Contactless payments have been a topic of conversation in the payments segment for quite some time. So, it should come as no surprise to hear this: They aren’t going away. In fact, consumers’ cries for contactless payment options are growing ever louder.
Before we delve into the popularity and growth forecast for contactless payments, it is important to define how they work. There are two payment scenarios: In the first scenario, consumers make payments by tapping a debit, credit, or smart (chip) card near a point-of-sale (POS) terminal equipped with contactless payment technology. Processing occurs via radio-frequency identification (RFID) or near-field communication (NFC).
As a general rule, payments made using mobile apps and mobile wallets also fall under the contactless umbrella. Some banks and retailers refer to contactless payments as “tap-and-go” payments.
The adoption of contactless payments in the U.S. was once slow, with few consumers showing any interest in adopting contactless payment methods. However, the tide has reversed, thanks to the interest in “no touch” payment methods sparked by the pandemic. For example, in its Back to Business study, Visa found that “all factors” (price, selection, and location) equal, nearly two-thirds (63 percent) of consumers would switch to a new business that installed contactless payment options.
The study also revealed that safety concerns influence how 78 percent of global consumers handle payments. Of these consumers, 46 percent believe using contactless payment methods ranks among the best and most important payment safety measures to follow.
Even more telling, American Express has reported that 70 percent of U.S. merchants are being asked by customers to offer contactless tap-and-go or mobile app payment options. According to Mastercard, a substantial portion of contactless payment adoption occurred during the pandemic, but the trend is a lasting one, with 74 percent of consumers planning to continue making payments via contactless methods when the pandemic is over (or has become an endemic). Roughly half of the consumers queried by the card brand reported that they had already “swapped out” their top-of-wallet card for one that can be harnessed to handle payments in a contactless fashion.

YOUR GOAL
Write the next portion of the text on contactless payments, beginning immediately after its final sentence. The items that come after this have no connection to the text on contactless payments.

STORED DATA
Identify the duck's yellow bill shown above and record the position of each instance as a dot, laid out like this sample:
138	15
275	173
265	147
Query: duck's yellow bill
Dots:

RESPONSE
As if that weren’t enough, there has been a marked growth in contactless payment acceptance among Baby Boomers, who in many cases have been slow to adopt new payment methods. According to research by Dynata, a data and survey platform, “Generationally, the largest growth in both contactless preference and adoption occurred among Baby Boomers. Preference jumped from 45 percent pre-COVID-19 to 55 percent today, and adoption of a contactless card or app increased from 67 percent to 71 percent. This is followed by Gen Z, Gen X, and Millennials.”
Biometric authentication is also gaining ground in the contactless payments arena, especially as some banks allow a higher payment limit for biometrically authenticated contactless payments than for other contactless payments. Strong light is shining on biometric cards, most typically biometric cards including contactless without a PIN, according to Mordor Intelligence.
Mordor Intelligence recently predicted that the global biometric card market would experience a CAGR of 155.45 percent between 2021 and 2026, increasing from $8.75 million to $1.69 billion. Grand View Research pegged the value of the global biometric payment cards market at $75.3 million in 2021, rising at a CAGR of 62.3 percent between 2022 and 2030. “The growth of the market can be attributed to the rising technological advancement and global acceptance of the contactless payment method,” Grand View analysts wrote. “Biometric payment cards are gaining popularity over…NFC cards due to their higher transaction limit on contactless payment transactions.”
Moreover, a survey by Fingerprints, a provider of biometric hardware, indicates that while biometric payment cards are still in the pilot phase, 56 percent of consumers would already like to own one. And 50 percent of participants in the study said they would be willing to pay an extra annual fee for such a card.